** Opening Text provided block **
## Using the Pre-Trained Vision Encoder Decoder Model for Image-to-Text generation

> Steps:
> 1. Import Pre-Trained VIT Model, Feature Extractor (used to prepare images for model intake by the decoder), Tokenizer (used to generate texts and convert texts to tokens for comparison).
> 2. Update model configuration to align with our task of text generation.
> 3. Import data from diffusion-db database, have enough for training but under our computational limits. Split the dataset into training, validation, and test datasets.
> 4. Define preprocessing steps to be applied to the dataset: tokenize the labels that we are trying to predict, and feed the images into the model's pre-trained tokenizer to return pixel values as numpy tensors.
> 5. Map the preprocessing function onto the entire dataset,
> 6. Defining training arguments for the Seq2Seq trainer.
> 7. Define the evaluation metric: BERT Score in this case.
** Closing Text provided block **
**Requirement**
Update the image-to-text steps by copying everything from "## Using the" down to "and test datasets.", with "diffusion-db" changed to "DiffusionDB". The lines that follow play no part in this.
** Opening Data supplied block **
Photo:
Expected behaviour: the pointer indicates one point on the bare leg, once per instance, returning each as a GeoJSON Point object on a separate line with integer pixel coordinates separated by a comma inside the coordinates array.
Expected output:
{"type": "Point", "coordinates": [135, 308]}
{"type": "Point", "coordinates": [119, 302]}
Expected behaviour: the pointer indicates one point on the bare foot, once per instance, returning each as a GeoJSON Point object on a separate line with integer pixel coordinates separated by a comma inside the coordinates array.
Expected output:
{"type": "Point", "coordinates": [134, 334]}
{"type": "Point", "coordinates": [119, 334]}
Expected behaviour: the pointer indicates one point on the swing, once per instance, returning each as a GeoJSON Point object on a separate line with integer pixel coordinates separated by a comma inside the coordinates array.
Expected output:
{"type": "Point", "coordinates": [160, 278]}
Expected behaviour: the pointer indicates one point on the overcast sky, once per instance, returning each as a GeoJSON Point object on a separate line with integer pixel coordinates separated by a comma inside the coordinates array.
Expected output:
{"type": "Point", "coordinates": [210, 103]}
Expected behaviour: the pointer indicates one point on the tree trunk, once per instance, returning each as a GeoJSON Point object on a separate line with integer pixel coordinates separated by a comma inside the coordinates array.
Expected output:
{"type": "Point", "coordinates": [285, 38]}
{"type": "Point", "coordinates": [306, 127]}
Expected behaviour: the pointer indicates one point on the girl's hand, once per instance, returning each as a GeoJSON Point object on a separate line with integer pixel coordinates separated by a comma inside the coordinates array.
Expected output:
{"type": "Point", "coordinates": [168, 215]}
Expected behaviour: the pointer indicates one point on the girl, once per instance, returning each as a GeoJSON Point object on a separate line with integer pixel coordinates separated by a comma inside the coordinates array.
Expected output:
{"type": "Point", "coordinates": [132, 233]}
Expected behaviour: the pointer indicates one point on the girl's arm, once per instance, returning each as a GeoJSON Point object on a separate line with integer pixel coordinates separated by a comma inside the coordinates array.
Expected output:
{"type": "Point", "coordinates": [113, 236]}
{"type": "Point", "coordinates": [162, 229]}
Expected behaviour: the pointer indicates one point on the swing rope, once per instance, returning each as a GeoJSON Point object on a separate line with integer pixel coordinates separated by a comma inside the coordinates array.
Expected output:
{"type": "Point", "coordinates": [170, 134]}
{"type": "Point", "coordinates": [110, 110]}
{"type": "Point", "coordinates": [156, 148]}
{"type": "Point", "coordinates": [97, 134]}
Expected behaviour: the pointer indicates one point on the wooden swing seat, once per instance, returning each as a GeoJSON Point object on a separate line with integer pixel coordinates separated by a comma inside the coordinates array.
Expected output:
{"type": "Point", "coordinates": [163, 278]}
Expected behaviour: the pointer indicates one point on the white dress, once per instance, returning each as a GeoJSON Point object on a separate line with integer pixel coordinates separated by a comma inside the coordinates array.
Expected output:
** Closing Data supplied block **
**Answer section**
## Using the Pre-Trained Vision Encoder Decoder Model for Image-to-Text generation

> Steps:
> 1. Import Pre-Trained VIT Model, Feature Extractor (used to prepare images for model intake by the decoder), Tokenizer (used to generate texts and convert texts to tokens for comparison).
> 2. Update model configuration to align with our task of text generation.
> 3. Import data from DiffusionDB database, have enough for training but under our computational limits. Split the dataset into training, validation, and test datasets.